++++ EXTRACTED INFORMATION

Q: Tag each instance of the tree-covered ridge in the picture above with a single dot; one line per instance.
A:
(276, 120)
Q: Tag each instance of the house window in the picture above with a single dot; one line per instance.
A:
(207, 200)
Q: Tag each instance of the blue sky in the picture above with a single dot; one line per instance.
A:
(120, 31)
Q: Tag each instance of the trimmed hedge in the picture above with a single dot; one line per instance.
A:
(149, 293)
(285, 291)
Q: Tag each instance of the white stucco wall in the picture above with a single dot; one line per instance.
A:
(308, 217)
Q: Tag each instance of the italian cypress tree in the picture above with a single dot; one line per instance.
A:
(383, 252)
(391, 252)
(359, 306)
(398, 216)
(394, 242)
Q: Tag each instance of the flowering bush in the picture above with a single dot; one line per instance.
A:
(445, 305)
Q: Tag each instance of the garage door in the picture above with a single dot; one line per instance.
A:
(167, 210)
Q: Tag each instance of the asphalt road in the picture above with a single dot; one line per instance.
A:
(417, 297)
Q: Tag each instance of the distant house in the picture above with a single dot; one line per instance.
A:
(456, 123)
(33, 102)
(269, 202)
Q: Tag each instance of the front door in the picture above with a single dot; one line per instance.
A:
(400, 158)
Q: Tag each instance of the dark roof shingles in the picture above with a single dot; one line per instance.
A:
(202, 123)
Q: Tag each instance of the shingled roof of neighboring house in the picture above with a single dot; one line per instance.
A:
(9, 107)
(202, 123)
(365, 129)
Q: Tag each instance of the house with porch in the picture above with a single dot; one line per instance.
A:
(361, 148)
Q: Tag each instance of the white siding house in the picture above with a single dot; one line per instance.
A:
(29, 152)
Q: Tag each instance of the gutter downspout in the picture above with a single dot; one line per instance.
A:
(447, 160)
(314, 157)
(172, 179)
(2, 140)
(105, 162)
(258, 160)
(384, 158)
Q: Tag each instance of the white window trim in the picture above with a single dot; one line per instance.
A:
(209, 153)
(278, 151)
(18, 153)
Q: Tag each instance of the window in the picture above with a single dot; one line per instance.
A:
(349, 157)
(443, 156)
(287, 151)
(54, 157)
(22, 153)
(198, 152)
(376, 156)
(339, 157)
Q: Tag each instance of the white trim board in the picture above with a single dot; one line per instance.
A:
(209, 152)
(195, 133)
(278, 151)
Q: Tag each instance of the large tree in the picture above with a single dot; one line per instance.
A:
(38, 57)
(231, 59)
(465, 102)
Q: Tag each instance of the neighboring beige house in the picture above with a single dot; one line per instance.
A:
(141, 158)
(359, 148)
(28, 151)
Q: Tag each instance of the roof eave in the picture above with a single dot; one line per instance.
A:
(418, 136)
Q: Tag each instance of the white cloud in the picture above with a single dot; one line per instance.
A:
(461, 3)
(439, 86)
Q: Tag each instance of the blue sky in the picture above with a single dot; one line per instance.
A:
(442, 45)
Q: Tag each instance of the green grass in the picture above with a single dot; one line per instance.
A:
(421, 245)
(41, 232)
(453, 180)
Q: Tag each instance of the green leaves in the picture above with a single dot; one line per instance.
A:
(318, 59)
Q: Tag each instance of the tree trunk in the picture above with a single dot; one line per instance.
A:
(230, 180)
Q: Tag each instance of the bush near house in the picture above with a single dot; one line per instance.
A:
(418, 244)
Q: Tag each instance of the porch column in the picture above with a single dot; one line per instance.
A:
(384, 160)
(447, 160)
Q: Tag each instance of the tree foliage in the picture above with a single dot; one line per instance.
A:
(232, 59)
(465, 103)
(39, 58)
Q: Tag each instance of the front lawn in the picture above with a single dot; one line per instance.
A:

++++++++

TASK BRIEF:
Each entry shown above should be transcribed exactly as written.

RESPONSE:
Q: Tag each instance of the tree-covered ridge in the picture above with a single dot; one line per instance.
A:
(276, 120)
Q: Tag each instance of the house window in the picture above with a single dot; one line per instance.
A:
(207, 200)
Q: Tag each instance of the blue sky in the picture above with a single dot; one line per instance.
A:
(120, 31)
Q: Tag each instance of the trimmed hedge in the picture above with a single dot; one line per instance.
A:
(149, 293)
(285, 291)
Q: Tag each instance of the white stucco wall in the picture above with a single dot; one line per instance.
A:
(308, 217)
Q: Tag each instance of the italian cypress tree in the picture above with a single dot; one line per instance.
A:
(383, 252)
(391, 252)
(359, 306)
(398, 216)
(394, 242)
Q: Tag each instance of the flowering bush in the picture above with a single dot; one line per instance.
A:
(445, 305)
Q: Tag each instance of the garage door in the picture above with a single dot; one line per instance.
A:
(167, 210)
Q: Tag each instance of the asphalt road in the picture above with a single dot; one line per instance.
A:
(417, 297)
Q: Tag each instance of the distant house in the picture above with a single dot; one line per instance.
A:
(456, 123)
(33, 102)
(269, 202)
Q: Tag each instance of the front door in the picture above with a single dot; one line per instance.
A:
(400, 158)
Q: Tag each instance of the dark roof shingles in the picture above with a single dot; one line per instance.
A:
(202, 123)
Q: Tag each instance of the shingled roof of neighboring house in the picture above with a single dot; one line per instance.
A:
(9, 107)
(202, 123)
(365, 129)
Q: Tag each instance of the house with porch in the picture above with a single dot; one line per instance.
A:
(361, 148)
Q: Tag each instance of the white siding house in the picture above with a single dot; one line per instance.
A:
(29, 152)
Q: Tag each instance of the gutter downspout in the picture above with a single dot; one line per instance.
A:
(447, 160)
(314, 157)
(172, 179)
(2, 140)
(105, 162)
(258, 160)
(384, 158)
Q: Tag each instance of the white window trim in the picture above with a single dot; one line per instance.
A:
(209, 153)
(278, 151)
(18, 153)
Q: Tag each instance of the window in the picture above with a single dot; one line per instance.
A:
(349, 157)
(443, 156)
(287, 151)
(54, 157)
(22, 153)
(198, 152)
(376, 156)
(339, 157)
Q: Tag each instance of the white trim board in the picture above with a single dot; one line per instance.
A:
(209, 152)
(195, 133)
(278, 151)
Q: Tag each instance of the large tree in the picture above with a single dot; one line per instance.
A:
(38, 57)
(231, 59)
(465, 102)
Q: Tag each instance of the neighboring beige house in the picture above with a single dot; one line per instance.
A:
(141, 158)
(359, 148)
(28, 151)
Q: Tag each instance of the roof eave in the picture above with a single dot; one line per instance.
A:
(418, 136)
Q: Tag each instance of the white cloud in the picture above with a single dot; one line per instance.
A:
(461, 3)
(439, 86)
Q: Tag each instance of the blue sky in the picture above with a single dot; one line per instance.
A:
(442, 45)
Q: Tag each instance of the green grass in the picture above with a single dot; one line per instance.
A:
(421, 245)
(41, 232)
(453, 180)
Q: Tag each instance of the green leaves in the picture above with a single dot; one line per instance.
A:
(318, 59)
Q: Tag each instance of the tree trunk in the picture above with a single dot; one line per instance.
A:
(230, 180)
Q: Tag each instance of the bush near house in the picture above with a single dot; one line per instance.
A:
(418, 244)
Q: Tag each instance of the porch column in the picture above with a single dot; one line per instance.
A:
(384, 160)
(447, 160)
Q: Tag each instance of the tree foliage in the picture above with a single dot; one line per instance.
A:
(232, 59)
(465, 103)
(39, 58)
Q: Tag each instance of the front lawn in the picture above with a single dot; one line per instance.
A:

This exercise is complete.